===== Given passage =====

The Travis County district attorney's office has indicted a North Austin assisted living facility and two of its workers for the death of a resident during the 2021 statewide blackout and freeze.
Cynthia Pierce lived at the now-defunct Renaissance Austin. As temperatures plummeted, leaving millions without power and heat, Pierce was alone in an unheated room at the facility.
An open window exposed the 73-year-old to freezing conditions for hours. When she was taken to a hospital, she had severe hypothermia and died shortly after arriving.
A Travis County grand jury returned the three indictments against two employees and the facility in late July. Travis County District Attorney José Garza says his office worked with the Austin Police Department, which had also been investigating Renaissance and its employees, to secure the indictments.
The indictments are a rarity in Texas. Not a single lawsuit related to the fatal 2021 Texas freeze has gone to trial in civil courts, and none of those defendants — the majority of which are energy companies — have faced criminal charges. The blackout lasted for five days and led to the deaths of hundreds of Texans.

"Companies doing business in Travis County ... have a responsibility to take care of the people who are in their charge and if they don't and if they break the law, there will be consequences," Garza told KUT News."Companies are not above the law here in Travis County and I hope that this is part of the process of sending that message."
Pierce's family filed a lawsuit against Renaissance and the employees, Mendi Ramsay and Rochelle Alvarado, in civil court in early 2023. That case is still pending in court.
Both Ramsay and Alvarado were indicted by a grand jury with injury to an elderly person, a state jail felony that carries a two-year sentence.
Prosecutors accuse them of failing to notify the state that Renaissance's power was out over the freeze and that they didn't move Pierce to a warmer space, which led to her death.
According to the lawsuit, Pierce's body temperature was 94 degrees when she arrived at Ascension Seton Hospital — a temperature that suggested she'd been left in the cold for hours.

=====

Task set —
1. According to the article, how many days did the blackout last?
2. Rewrite the article's text starting with "The indictments are" and going on through "hundreds of Texans.", changing "energy companies" to "utility companies".

===== Given entries =====

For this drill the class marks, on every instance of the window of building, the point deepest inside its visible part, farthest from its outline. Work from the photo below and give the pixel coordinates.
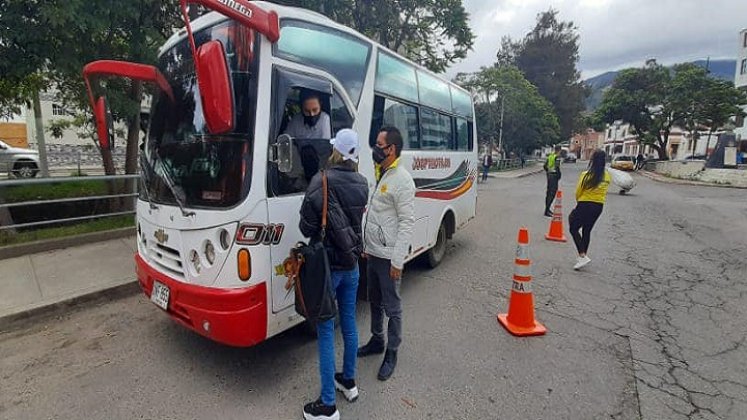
(388, 112)
(396, 78)
(434, 92)
(342, 55)
(435, 130)
(57, 109)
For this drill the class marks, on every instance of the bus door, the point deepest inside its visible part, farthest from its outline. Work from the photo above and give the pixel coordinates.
(286, 188)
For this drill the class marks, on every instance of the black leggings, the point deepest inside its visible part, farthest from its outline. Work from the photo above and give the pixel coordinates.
(583, 217)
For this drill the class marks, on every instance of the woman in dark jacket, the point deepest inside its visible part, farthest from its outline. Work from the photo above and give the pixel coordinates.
(347, 198)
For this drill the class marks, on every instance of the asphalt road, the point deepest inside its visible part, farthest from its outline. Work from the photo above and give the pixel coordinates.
(653, 328)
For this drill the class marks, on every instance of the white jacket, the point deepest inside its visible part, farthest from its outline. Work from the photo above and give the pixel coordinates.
(390, 216)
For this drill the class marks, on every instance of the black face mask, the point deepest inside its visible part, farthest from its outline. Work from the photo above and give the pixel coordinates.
(311, 120)
(378, 154)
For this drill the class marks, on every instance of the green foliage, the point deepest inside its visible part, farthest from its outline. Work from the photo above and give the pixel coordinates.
(654, 99)
(548, 57)
(529, 120)
(434, 33)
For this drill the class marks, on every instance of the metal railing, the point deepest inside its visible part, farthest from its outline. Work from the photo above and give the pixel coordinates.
(5, 185)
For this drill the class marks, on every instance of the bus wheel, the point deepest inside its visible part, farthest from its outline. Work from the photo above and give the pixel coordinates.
(436, 254)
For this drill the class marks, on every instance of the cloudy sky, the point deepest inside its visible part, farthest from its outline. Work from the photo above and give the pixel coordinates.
(615, 33)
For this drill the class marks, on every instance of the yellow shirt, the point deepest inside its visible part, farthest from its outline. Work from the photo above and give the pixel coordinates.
(597, 194)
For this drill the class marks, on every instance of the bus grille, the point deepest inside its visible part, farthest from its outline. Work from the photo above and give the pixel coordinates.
(167, 259)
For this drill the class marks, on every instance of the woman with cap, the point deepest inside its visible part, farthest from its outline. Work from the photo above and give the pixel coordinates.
(347, 198)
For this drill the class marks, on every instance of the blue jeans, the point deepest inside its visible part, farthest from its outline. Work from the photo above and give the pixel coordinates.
(345, 284)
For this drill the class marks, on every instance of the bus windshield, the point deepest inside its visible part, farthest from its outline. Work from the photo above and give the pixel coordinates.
(181, 157)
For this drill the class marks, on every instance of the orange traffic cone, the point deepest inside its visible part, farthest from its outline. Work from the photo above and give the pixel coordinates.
(520, 318)
(556, 232)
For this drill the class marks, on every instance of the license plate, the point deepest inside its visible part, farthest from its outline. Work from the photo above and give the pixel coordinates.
(160, 295)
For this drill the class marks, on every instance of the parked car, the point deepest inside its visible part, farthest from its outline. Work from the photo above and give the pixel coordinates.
(623, 162)
(22, 163)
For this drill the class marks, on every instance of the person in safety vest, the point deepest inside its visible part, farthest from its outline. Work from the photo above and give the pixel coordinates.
(552, 168)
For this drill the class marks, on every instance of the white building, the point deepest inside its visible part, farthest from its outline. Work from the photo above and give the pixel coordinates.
(740, 81)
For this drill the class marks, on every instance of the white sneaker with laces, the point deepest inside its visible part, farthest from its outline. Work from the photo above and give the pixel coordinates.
(581, 262)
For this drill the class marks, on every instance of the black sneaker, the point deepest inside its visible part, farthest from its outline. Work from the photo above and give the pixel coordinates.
(347, 387)
(318, 411)
(374, 346)
(388, 365)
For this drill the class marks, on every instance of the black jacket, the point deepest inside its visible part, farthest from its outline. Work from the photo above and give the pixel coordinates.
(347, 199)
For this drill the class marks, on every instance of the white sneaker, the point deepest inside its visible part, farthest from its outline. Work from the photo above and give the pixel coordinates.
(581, 262)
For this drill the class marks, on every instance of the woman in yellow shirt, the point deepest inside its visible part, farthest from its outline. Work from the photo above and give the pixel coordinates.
(591, 191)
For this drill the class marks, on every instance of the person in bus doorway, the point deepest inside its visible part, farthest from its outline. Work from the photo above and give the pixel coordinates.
(591, 192)
(388, 228)
(487, 162)
(347, 198)
(552, 169)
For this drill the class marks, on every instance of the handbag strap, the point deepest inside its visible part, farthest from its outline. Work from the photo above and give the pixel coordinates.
(325, 199)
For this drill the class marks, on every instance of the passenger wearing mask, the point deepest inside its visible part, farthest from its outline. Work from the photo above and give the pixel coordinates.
(311, 122)
(347, 196)
(388, 230)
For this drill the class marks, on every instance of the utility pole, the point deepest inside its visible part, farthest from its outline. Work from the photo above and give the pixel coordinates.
(500, 132)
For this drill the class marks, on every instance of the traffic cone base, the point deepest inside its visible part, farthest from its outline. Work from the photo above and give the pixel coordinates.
(556, 231)
(520, 320)
(537, 329)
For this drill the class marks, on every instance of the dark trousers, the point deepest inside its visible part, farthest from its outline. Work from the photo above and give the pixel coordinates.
(383, 294)
(552, 189)
(582, 218)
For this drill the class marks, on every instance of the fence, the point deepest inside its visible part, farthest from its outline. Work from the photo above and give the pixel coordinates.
(5, 207)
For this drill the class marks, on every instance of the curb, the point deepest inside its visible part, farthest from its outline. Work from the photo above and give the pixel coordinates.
(12, 251)
(9, 323)
(676, 181)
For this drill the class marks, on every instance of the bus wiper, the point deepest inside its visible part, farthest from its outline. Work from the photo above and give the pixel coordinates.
(177, 192)
(145, 166)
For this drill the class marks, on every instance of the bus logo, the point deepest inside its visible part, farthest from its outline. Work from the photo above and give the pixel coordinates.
(161, 236)
(256, 234)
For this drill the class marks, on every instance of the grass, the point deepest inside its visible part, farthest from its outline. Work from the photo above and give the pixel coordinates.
(98, 225)
(53, 191)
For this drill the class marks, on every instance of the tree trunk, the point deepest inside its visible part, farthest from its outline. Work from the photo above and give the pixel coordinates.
(40, 143)
(133, 138)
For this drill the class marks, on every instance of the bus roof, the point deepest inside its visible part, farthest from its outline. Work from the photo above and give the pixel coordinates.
(211, 18)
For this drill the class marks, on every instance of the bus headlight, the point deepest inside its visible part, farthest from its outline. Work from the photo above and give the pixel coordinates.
(225, 239)
(209, 252)
(194, 258)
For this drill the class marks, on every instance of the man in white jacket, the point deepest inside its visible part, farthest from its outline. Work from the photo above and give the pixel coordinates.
(387, 231)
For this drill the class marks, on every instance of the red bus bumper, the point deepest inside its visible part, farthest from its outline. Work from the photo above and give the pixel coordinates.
(237, 317)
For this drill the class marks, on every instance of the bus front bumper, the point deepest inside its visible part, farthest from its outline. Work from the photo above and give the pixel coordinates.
(236, 317)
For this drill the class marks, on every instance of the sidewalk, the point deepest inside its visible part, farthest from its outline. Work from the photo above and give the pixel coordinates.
(35, 281)
(516, 173)
(669, 180)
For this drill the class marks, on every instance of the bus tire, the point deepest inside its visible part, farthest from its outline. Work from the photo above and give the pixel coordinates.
(436, 254)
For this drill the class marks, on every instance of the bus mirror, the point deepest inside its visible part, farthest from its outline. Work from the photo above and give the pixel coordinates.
(104, 124)
(215, 87)
(284, 153)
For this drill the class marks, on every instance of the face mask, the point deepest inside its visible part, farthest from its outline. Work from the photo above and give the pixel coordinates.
(378, 155)
(311, 120)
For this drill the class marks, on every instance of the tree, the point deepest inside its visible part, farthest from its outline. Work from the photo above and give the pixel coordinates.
(529, 120)
(641, 97)
(548, 57)
(433, 33)
(721, 101)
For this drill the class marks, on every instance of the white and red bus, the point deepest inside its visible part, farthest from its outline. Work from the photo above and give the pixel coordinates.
(222, 186)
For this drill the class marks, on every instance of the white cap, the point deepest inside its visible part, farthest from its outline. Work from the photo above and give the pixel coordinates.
(346, 142)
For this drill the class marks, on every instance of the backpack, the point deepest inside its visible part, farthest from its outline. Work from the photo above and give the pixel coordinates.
(309, 274)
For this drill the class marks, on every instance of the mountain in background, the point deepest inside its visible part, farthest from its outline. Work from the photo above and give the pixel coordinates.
(720, 69)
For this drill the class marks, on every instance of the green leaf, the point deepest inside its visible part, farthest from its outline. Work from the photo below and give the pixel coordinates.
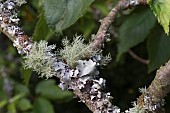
(12, 104)
(60, 14)
(42, 31)
(158, 46)
(26, 75)
(21, 89)
(24, 104)
(161, 9)
(42, 105)
(134, 30)
(50, 90)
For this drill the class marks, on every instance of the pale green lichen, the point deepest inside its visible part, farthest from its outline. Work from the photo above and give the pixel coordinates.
(135, 109)
(41, 59)
(105, 60)
(76, 50)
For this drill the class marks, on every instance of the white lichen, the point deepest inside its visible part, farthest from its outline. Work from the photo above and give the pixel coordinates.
(41, 59)
(76, 50)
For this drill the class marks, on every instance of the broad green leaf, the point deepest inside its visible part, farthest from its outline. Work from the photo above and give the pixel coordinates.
(50, 90)
(60, 14)
(42, 31)
(12, 108)
(21, 89)
(161, 9)
(42, 105)
(134, 30)
(24, 104)
(12, 104)
(88, 27)
(158, 46)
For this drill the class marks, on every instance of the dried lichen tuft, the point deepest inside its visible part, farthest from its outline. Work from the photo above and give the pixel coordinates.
(40, 59)
(76, 50)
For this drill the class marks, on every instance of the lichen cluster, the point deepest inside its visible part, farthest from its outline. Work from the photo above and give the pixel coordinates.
(9, 24)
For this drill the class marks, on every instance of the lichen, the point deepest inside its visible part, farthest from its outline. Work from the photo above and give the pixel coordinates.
(76, 50)
(41, 59)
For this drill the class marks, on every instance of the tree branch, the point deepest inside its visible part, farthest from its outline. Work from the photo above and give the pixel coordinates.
(137, 57)
(86, 87)
(107, 21)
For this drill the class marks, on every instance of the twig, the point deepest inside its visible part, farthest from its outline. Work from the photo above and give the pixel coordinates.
(99, 102)
(137, 57)
(107, 21)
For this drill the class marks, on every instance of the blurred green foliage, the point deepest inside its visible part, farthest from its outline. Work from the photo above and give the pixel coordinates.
(21, 91)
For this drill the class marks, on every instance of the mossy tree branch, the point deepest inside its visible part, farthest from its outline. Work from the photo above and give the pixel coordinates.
(158, 89)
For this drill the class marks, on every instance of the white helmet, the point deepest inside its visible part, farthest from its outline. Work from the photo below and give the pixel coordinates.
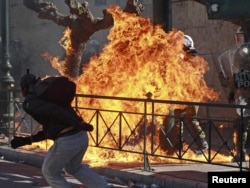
(188, 42)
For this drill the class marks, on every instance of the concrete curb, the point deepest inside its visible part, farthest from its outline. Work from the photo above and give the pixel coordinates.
(36, 159)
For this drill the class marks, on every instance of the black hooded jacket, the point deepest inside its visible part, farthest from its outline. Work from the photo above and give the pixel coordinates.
(52, 117)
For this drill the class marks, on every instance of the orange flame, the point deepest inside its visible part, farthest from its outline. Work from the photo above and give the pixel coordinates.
(140, 58)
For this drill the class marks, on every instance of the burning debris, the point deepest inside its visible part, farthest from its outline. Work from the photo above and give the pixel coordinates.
(139, 59)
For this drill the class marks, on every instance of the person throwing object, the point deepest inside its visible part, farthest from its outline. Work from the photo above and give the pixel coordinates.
(68, 131)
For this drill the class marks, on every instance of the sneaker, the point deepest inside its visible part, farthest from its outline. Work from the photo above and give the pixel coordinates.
(238, 159)
(203, 148)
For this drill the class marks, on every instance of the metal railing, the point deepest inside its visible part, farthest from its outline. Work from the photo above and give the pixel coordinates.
(141, 126)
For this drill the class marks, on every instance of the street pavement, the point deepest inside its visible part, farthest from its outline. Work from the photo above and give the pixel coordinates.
(21, 169)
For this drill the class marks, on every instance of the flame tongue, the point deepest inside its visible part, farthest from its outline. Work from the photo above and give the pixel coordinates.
(142, 58)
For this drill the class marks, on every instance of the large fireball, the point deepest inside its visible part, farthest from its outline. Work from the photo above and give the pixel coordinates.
(142, 58)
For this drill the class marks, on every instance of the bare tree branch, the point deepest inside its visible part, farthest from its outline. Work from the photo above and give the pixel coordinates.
(82, 24)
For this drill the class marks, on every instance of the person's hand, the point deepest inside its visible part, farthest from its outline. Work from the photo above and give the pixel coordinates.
(231, 97)
(18, 141)
(86, 127)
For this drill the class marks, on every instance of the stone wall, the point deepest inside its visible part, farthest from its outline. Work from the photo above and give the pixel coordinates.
(211, 37)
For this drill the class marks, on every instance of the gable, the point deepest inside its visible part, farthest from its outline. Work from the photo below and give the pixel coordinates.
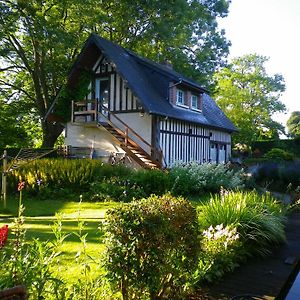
(149, 82)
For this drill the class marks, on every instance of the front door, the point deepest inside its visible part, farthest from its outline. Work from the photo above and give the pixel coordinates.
(102, 95)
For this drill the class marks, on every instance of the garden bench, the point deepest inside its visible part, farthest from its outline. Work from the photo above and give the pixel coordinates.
(15, 293)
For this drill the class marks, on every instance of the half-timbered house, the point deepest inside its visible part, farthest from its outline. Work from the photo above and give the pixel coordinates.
(144, 110)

=====

Exercise answers —
1. Five days.

2.
The indictments are a rarity in Texas. Not a single lawsuit related to the fatal 2021 Texas freeze has gone to trial in civil courts, and none of those defendants — the majority of which are utility companies — have faced criminal charges. The blackout lasted for five days and led to the deaths of hundreds of Texans.